**Brano estratto**
______

Istituzioni? In che mondo di fantasia vive Blair? Un milione e mezzo di palestinesi, di cui due terzi sotto la linea di povertà, il 45 per cento disoccupati, rinchiusi in una stretta striscia di 360 chilometri quadrati, sono sotto assedio, alla fame, tagliati fuori dal mondo, cannoneggiati quotidianamente: e Blair parla di costituire istituzioni palestinesi! E cominciare a por fine alle uccisioni? La parola della Gran Bretagna non conta alcunché?

 

Ho perlustrato i siti web del governo britannico, trovando commoventi discorsi e dichiarazioni del Ministro degli Esteri, Margaret Beckett, e di altri funzionari, a proposito dell’Iraq, dell’Africa, dell’Afghanistan, del cambiamento di clima e così via: non una parola, però, sulla continua e criminale oppressione di Gaza.

 

È stato lasciato a Jan Egeland, il coordinatore delle attività umanitarie delle Nazioni Unite, il compito di descrivere Gaza come una “bomba a orologeria„ e di mettere in guardia dal rischio di una rivolta incontrollabile. Per por termine al vergognoso boicottaggio del governo Hamas democraticamente eletto, corrono voci che Mahmoud Abbas, presidente dell’Autorità Palestinese, possa nominare a capo di un governo di tecnocrati indipendenti Munib al-Masri, un ricco uomo d’affari di Nablus. Per ora, tuttavia, Hamas non ha acconsentito a farsi da parte.

 

La capacità di Gaza di resistere è leggendaria, ma persino i più coraggiosi vacillano, se non possono più dar da mangiare ai figli e se hanno la casa ridotta in macerie.

 

La situazione è tanto più urgente perché, in base a rapporti da Israele, si sta programmando qualcosa di più grosso, di ancora più letale. Si dice che, riemersi da poco dal massacro indiscriminato compiuto quest’estate in Libano – senza dubbio impazienti di cancellare la memoria del fiasco – il primo ministro Ehud Olmert, il ministro della difesa Amir Peretz ed il capo di stato maggiore, il generale Dan Halutz, stiano per lanciare un’offensiva militare contro Gaza, su scala molto maggiore di quella dei bombardamenti e delle incursioni blindate degli ultimi mesi.

 

Come scopo dichiarato hanno quello di metter fine, una volta per tutte, ai Qassam fatti in casa, che i palestinesi riescono ancora di tanto in tanto a lanciare, come sfida, nel Negev israeliano. Questi razzi sono armi che irritano molto, ma che sono in gran parte inefficaci. Negli ultimi sei anni, dai Qassam sono stati uccisi cinque israeliani.

______

**Voci presenti**
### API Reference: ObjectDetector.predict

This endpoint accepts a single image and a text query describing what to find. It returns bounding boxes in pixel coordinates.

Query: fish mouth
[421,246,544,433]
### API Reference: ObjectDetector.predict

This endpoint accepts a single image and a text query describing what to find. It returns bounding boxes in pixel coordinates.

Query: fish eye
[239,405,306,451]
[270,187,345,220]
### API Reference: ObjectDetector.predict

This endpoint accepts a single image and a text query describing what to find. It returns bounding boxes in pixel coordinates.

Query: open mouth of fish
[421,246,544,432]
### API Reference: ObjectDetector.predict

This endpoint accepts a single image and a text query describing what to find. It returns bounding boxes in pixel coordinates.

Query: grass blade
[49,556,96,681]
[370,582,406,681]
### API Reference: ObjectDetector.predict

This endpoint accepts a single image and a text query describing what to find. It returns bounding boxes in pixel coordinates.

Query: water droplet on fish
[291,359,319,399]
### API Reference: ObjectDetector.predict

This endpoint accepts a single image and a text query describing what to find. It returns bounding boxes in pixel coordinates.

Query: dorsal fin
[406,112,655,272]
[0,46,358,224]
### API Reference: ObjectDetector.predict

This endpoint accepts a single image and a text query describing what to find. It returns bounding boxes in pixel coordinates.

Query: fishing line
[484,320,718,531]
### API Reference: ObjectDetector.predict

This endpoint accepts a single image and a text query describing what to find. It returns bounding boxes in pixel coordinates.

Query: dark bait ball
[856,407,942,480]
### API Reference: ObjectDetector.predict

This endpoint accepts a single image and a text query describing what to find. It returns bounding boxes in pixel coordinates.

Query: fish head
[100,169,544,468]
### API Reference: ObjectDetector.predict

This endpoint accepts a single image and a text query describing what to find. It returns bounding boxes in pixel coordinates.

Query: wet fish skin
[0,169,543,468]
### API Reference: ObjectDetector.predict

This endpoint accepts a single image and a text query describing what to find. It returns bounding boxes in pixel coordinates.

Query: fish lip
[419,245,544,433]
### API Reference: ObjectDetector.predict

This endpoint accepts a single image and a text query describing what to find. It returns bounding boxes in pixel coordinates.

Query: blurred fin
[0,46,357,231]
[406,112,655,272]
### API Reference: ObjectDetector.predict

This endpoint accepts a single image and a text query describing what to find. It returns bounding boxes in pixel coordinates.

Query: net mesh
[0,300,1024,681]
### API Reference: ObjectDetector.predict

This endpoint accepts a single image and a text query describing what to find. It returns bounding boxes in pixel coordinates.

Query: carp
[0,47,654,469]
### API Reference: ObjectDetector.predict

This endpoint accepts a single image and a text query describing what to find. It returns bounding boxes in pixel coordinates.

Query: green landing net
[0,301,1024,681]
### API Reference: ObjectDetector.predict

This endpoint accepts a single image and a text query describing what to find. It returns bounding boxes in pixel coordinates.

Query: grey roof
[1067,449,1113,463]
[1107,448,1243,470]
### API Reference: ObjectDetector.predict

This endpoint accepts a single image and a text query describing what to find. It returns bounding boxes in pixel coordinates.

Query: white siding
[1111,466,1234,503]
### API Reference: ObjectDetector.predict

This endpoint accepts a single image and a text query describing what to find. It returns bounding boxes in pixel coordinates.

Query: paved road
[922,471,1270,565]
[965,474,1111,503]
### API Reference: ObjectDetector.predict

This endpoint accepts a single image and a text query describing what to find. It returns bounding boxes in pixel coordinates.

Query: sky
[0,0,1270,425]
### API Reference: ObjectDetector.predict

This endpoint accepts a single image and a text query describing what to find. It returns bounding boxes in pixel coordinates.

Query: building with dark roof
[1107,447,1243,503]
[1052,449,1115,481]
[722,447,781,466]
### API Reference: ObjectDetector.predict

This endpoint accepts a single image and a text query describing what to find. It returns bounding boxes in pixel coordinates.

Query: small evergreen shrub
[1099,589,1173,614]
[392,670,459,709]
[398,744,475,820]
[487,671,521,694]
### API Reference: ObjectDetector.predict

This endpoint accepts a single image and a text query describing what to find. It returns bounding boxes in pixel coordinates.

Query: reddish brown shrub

______

**Consegna**
Prosegui, per favore, il brano su Gaza, riprendendo subito dopo la sua ultima frase.

**Risposta qui sotto**
Un altro scopo israeliano, più ampio, è quello di distruggere Hamas e di estirpare tutta l’opposizione palestinese armata nella striscia di Gaza. Il generale Halutz ha rilasciato numerose dichiarazioni sensazionali, secondo cui Hamas ed altri gruppi palestinesi hanno contrabbandato dall’Egitto a Gaza armi per milioni di dollari – comprese armi anticarro ed antiaeree, come pure tonnellate di esplosivi -, costruendo un’intera città sotterranea per immagazzinare detto arsenale. Non si può permettere a Gaza, sostiene, di trasformarsi in un altro Libano.

 

Israele ha già parzialmente rioccupato il cosiddetto corridoio Filadelfia, sul confine fra Gaza e l’Egitto, tentando di por fine allo scavo di tunnel ed al contrabbando transfrontaliero.

 

In Cisgiordania, la situazione è meno violenta, ma, a suo modo, altrettanto disperata. Secondo i funzionari dell’ONU sul posto, il territorio è stato spezzettato da non meno di 528 posti di blocco  militari israeliani (un aumento del 40 per cento, da agosto), che limitano gravemente la libertà dei palestinesi di spostarsi.

 

Non solo il territorio è stato affettato in tre regioni, ma anche all’interno di ciascuna zona le comunità sono isolate l’una dall’altra, ciò che rende ai palestinesi molto difficile raggiungere i propri campi o accedere ai servizi di base, come ambulatori e scuole. Mentre l’economia ristagna e la popolazione soffre, il muro di separazione israeliano continua ad ingoiare terra palestinese; intanto, decine di colonie illegali godono di un boom edilizio.

 

A disturbare ancora di più del silenzio di Londra di fronte a questi sviluppi, e della collusione di Washington, è l’entrata nel governo israeliano, come vice primo ministro, di Avigdor Lieberman.

 

Nato in Moldavia, Lieberman, un robusto quarantottenne, è arrivato in Israele all’età di 20 anni. È il leader del partito di estrema destra Israel Beitenu (“Israele casa nostra„), composto principalmente da immigranti russi.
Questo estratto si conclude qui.